== EXERCISE BRIEF ==
Starting at the beginning of the records and stopping after the line that contains "M 230 250 L", rewrite those lines with "sitting posture" changed to "seated pose" and nothing else altered. Leave the picture out of your answer.

---*---

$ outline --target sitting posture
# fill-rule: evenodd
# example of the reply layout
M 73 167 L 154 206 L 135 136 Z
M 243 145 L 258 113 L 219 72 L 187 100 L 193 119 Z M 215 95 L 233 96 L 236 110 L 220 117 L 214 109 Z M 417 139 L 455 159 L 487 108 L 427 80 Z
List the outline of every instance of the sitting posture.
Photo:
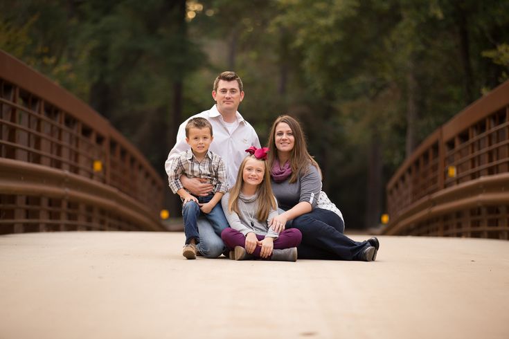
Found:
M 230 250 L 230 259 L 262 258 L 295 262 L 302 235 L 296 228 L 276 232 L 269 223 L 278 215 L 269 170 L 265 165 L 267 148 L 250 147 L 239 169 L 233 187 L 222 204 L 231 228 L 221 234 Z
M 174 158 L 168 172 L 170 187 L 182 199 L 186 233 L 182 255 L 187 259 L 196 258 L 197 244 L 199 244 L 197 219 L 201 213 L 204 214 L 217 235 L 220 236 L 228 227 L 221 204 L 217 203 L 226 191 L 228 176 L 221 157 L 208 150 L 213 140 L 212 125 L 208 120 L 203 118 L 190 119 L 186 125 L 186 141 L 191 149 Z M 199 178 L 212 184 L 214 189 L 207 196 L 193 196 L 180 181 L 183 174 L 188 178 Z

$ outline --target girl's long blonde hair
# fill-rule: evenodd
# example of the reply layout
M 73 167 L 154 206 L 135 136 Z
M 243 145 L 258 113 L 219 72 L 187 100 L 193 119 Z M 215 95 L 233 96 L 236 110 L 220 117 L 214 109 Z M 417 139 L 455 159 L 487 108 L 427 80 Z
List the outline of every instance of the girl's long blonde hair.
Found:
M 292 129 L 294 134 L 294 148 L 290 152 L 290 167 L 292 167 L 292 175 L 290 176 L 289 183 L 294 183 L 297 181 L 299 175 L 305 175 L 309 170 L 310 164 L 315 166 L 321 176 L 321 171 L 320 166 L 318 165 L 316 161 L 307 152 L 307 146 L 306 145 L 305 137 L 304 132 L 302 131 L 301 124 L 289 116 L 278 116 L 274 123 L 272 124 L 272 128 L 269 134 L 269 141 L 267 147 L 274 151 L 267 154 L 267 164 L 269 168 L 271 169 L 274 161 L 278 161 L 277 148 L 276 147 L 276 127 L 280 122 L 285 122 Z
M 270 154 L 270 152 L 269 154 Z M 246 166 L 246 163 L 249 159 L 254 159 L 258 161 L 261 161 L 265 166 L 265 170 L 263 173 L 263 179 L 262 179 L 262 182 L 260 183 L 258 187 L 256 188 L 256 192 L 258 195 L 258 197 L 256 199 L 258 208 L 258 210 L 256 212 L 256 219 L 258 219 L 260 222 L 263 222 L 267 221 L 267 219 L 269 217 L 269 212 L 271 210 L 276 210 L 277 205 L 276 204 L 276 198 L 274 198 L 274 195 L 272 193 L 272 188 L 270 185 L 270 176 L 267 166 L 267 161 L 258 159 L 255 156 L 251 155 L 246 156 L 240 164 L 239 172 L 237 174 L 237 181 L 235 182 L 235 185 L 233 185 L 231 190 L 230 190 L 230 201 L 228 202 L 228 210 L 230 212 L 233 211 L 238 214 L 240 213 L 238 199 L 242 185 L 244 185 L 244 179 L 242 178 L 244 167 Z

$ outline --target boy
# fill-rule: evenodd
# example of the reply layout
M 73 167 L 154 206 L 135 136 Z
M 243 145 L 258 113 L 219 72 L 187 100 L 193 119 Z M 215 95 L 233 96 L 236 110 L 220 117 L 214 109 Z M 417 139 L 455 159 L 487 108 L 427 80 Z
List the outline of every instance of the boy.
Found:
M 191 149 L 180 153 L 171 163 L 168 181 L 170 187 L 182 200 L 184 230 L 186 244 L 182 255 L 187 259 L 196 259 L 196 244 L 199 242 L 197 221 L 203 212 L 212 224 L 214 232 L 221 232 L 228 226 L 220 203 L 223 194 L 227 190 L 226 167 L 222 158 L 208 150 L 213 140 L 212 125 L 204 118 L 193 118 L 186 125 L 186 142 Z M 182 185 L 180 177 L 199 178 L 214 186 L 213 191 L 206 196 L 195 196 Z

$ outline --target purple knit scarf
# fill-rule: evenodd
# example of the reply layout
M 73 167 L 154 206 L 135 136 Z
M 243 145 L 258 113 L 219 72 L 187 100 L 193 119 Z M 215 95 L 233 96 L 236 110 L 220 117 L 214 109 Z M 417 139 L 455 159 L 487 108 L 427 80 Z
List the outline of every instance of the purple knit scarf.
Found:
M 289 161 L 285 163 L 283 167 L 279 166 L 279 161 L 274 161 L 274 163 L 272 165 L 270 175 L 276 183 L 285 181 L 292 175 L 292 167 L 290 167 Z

---*---

== REPLY TO THE TASK ==
$ outline --target seated pose
# fill-rule: evenodd
# example of the reply layout
M 73 167 L 154 206 L 135 136 Z
M 243 145 L 258 113 L 219 72 L 187 100 L 193 119 Z M 215 95 L 233 96 L 236 110 L 220 117 L 214 109 Z M 417 139 L 455 159 L 487 108 L 427 80 Z
List the outline of every instance of the seated pose.
Photo:
Found:
M 230 250 L 230 259 L 262 258 L 295 262 L 302 235 L 296 228 L 276 232 L 269 223 L 278 215 L 269 170 L 265 165 L 267 148 L 250 147 L 239 169 L 233 187 L 222 204 L 231 228 L 221 234 Z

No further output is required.